— start —

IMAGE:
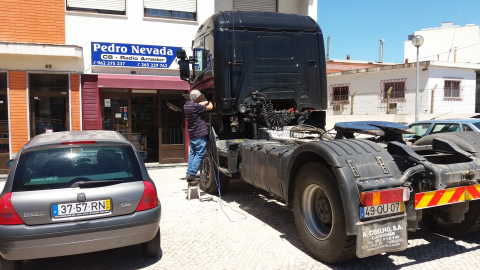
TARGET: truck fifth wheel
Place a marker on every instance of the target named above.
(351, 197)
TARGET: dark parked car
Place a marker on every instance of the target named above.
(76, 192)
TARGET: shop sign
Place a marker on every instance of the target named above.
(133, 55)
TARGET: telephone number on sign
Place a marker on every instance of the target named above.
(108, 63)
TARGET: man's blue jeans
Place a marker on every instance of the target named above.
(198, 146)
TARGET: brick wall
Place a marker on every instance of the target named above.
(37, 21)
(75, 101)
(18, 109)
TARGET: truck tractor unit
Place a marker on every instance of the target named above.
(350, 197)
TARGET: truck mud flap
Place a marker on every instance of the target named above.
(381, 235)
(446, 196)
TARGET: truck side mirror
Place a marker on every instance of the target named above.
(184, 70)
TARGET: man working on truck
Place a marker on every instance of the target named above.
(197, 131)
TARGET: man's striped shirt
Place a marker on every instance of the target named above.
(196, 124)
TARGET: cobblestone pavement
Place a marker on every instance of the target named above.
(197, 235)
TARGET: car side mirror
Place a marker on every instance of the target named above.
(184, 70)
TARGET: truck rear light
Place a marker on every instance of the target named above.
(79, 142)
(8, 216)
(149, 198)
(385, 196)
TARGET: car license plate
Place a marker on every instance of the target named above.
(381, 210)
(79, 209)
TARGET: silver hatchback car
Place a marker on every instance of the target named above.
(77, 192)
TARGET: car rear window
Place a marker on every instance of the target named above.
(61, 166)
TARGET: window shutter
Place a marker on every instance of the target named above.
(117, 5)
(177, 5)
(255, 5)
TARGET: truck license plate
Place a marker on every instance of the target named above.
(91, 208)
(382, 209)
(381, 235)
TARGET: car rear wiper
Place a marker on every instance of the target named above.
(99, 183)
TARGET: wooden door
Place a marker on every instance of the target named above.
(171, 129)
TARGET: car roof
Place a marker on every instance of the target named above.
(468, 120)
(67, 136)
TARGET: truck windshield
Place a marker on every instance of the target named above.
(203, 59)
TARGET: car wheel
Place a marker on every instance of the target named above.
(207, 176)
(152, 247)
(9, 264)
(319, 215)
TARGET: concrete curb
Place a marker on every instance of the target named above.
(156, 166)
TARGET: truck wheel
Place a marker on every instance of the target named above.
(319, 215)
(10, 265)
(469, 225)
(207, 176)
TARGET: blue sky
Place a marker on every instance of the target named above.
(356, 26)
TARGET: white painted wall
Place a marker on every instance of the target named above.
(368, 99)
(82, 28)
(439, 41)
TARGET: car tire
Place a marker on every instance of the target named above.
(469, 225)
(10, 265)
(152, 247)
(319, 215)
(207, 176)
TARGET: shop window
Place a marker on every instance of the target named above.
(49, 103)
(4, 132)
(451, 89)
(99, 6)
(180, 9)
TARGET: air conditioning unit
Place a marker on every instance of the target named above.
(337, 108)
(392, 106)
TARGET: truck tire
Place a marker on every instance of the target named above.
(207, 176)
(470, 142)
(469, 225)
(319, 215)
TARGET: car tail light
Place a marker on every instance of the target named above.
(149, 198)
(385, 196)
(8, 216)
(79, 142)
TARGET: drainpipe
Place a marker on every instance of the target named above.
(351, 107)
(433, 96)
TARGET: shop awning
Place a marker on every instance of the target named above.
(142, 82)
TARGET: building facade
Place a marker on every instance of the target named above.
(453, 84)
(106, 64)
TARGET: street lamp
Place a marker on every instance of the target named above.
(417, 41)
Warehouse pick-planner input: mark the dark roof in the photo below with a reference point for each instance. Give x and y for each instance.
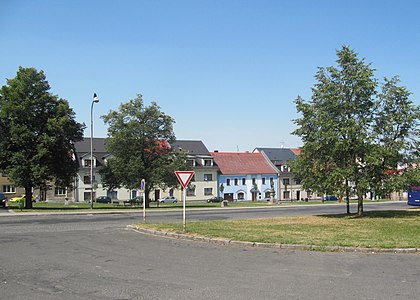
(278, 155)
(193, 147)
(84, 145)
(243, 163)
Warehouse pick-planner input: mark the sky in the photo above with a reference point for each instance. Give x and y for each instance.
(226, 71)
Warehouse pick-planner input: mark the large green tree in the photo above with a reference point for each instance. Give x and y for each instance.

— end —

## THE TASK
Keep every word of the data as it is when you write it out, but drop the pictures.

## PROBLEM SOLUTION
IMAGE:
TARGET: truck fifth wheel
Place a marker on every instance of the target named above.
(351, 197)
TARGET: dark parked car
Place a marker on every instance of the target named above.
(76, 192)
TARGET: shop sign
Place a marker on every instance of the target named above.
(133, 55)
TARGET: telephone number on sign
Place a marker on every instance of the target named above.
(108, 63)
TARGET: man's blue jeans
Place a marker on every instance of the target named above.
(198, 146)
TARGET: brick wall
Place a marker on every instance of the target named above.
(37, 21)
(75, 101)
(18, 109)
TARGET: truck tractor unit
Place a marker on every instance of the target named above.
(350, 197)
TARGET: truck mud flap
Place a marker on every instance of the target named above.
(381, 235)
(446, 196)
TARGET: truck side mirror
Place a marker on every instance of the target named above.
(184, 70)
TARGET: man working on truck
Place a marker on every instance of the target named above.
(197, 131)
TARGET: man's striped shirt
Place a marker on every instance of the target named above.
(196, 124)
TARGET: cobblestone pavement
Place a marker on every instance of the target named above.
(197, 235)
TARGET: car side mirror
Place a marker on every instance of the target named above.
(184, 70)
TARGET: truck rear light
Place a marker on every instance of the target named above.
(79, 142)
(8, 216)
(149, 198)
(385, 196)
TARGET: car license plate
Place a marker on every instance of the target named above.
(381, 210)
(79, 209)
TARGET: silver hatchback car
Place a marker on every instance of the target named above.
(77, 192)
TARGET: car rear window
Place a marker on every instance of the target named above.
(61, 166)
TARGET: window shutter
Place a marker on every instance of the target named above.
(117, 5)
(177, 5)
(255, 5)
TARGET: truck license plate
Place a marker on every instance of the target named above.
(91, 208)
(382, 209)
(381, 235)
TARGET: car rear wiper
Place a marker on every instance of the target named above.
(99, 183)
TARGET: wooden door
Place a marker on every instance of the target named above.
(171, 129)
TARGET: car roof
Place a marker on every instance of the target named above.
(468, 120)
(67, 136)
TARGET: truck windshield
Place a marker on every instance of the target named above.
(203, 59)
TARGET: car wheel
Place a marker on every instance of the target named above.
(207, 176)
(152, 247)
(9, 264)
(319, 215)
TARGET: concrete curb
Place a marker on every instance of the target named above.
(156, 166)
TARGET: truck wheel
Place a marker on every instance of the target named above.
(319, 215)
(10, 265)
(469, 225)
(207, 176)
TARGET: blue sky
Place a marker on every instance of the target named above.
(356, 26)
TARGET: white painted wall
Place a marker on every instance of the target named above.
(368, 99)
(82, 28)
(439, 41)
TARGET: car tire
Place a marker on every instance of the target named above.
(469, 225)
(10, 265)
(152, 247)
(319, 215)
(207, 176)
TARGET: shop window
Place a marker on every instance of the target named above.
(49, 103)
(4, 132)
(451, 89)
(99, 6)
(180, 9)
TARGET: air conditioning unit
Place a marker on every instance of the target named above.
(337, 108)
(392, 106)
TARGET: truck tire
Place a marker on every instance of the target named above.
(207, 176)
(470, 142)
(469, 225)
(319, 215)
TARGET: car tail light
Place a marker on every instance of the target named above.
(149, 198)
(385, 196)
(8, 216)
(79, 142)
TARGET: drainpipe
Place a marker on every instance of the target named above.
(351, 107)
(433, 96)
TARGET: shop awning
Place a marker on every instance of the target named above.
(142, 82)
TARGET: building facade
Place a marker on every instance of the target named above.
(453, 84)
(106, 64)
TARGET: street lamp
Place a marker on every instance of the target named above.
(417, 41)
Warehouse pick-planner input: mark the dark roof in the photo below with a reference point for each instance. Give x and y for each instance.
(278, 155)
(193, 147)
(84, 145)
(243, 163)
Warehouse pick-planner input: mark the sky in the photo above with a reference point for each instance. Give x and y for each instance.
(226, 71)
Warehouse pick-planner input: mark the large green tree in the photo above with a reference point for each instance. Give x and y for each instance.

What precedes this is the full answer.